• [Instructions]:
1) According to the tacrolimus review, what is the approximate elimination half-life of tacrolimus?
2) Pick up the tacrolimus review after its last sentence and continue it.

Objective: To review the clinical pharmacology, pharmacokinetics, adverse effects, therapeutic uses, and current status of tacrolimus.
Data sources: Data from scientific literature were identified by a MEDLINE search. The data were extracted, evaluated, and summarized for presentation. Experiences from studies evaluating tacrolimus in the form of articles, abstracts, letters to the editor, or proceedings were considered for inclusion.
Study selection: Open and controlled clinical and animal trials were reviewed in evaluating the pharmacology, pharmacokinetics, and adverse effects of tacrolimus.
Data extraction: Data from animal and human studies published in the English literature were evaluated.
Data synthesis: Tacrolimus is an 822-kDa macrolide antibiotic that has potent immunosuppressive properties. The mechanism of action is similar to that of cyclosporine in that it ultimately blocks the production of interleukin 2, thereby inhibiting further T-lymphocyte proliferation. Tacrolimus is metabolized solely in the liver and the metabolites are primarily excreted in the bile. The elimination half-life of tacrolimus is approximately 8.5 h, and is prolonged in hepatic dysfunction. Tacrolimus has shown efficacy in the prophylaxis of allograft rejection in both animals and human clinical trials, and has been used effectively to rescue patients who have exhibited refractory rejection failing cyclosporine prophylaxis. Adverse effects requiring tacrolimus dosage adjustment include nephrotoxicity, neurotoxicity, alterations in glucose metabolism, and infection or susceptibility to malignancy.

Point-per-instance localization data
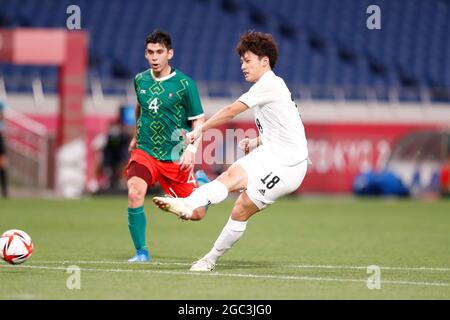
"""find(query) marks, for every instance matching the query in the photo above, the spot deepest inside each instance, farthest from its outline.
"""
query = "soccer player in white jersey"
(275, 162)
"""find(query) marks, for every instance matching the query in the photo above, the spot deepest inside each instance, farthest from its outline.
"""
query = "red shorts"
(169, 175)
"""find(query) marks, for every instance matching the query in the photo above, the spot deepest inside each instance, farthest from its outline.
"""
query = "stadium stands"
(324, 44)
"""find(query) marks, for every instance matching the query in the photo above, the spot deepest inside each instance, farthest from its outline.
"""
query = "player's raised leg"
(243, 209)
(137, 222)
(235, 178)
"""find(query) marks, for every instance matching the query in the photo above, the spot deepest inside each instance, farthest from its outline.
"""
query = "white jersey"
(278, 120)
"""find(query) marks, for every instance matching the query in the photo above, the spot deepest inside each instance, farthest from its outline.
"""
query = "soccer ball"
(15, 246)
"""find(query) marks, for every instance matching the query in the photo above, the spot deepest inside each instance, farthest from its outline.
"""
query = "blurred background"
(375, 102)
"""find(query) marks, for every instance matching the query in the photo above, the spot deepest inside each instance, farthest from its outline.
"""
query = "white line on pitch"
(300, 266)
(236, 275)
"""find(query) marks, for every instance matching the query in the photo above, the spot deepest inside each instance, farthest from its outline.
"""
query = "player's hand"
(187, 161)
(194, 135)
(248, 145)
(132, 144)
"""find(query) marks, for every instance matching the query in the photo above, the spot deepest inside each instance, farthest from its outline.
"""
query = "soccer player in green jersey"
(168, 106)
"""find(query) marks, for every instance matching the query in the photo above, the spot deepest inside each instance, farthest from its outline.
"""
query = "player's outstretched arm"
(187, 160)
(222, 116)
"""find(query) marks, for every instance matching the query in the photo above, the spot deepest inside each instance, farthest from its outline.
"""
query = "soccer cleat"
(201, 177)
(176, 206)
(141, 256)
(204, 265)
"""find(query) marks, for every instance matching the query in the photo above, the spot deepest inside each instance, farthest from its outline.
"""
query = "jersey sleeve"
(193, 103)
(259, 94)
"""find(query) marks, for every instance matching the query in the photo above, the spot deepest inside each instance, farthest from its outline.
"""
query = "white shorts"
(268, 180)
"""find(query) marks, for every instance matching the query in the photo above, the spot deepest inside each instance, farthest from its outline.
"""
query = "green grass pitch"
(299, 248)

• [Numbered answers]:
1) Approximately 8.5 hours.

2)
Conclusions: To date, trials comparing tacrolimus with cyclosporine are not available in the literature; however, tacrolimus appears to be useful in rescuing grafts, particularly liver grafts that fail cyclosporine-based immunosuppression. Direct comparisons with cyclosporine are needed to define the role of tacrolimus as primary transplant therapy.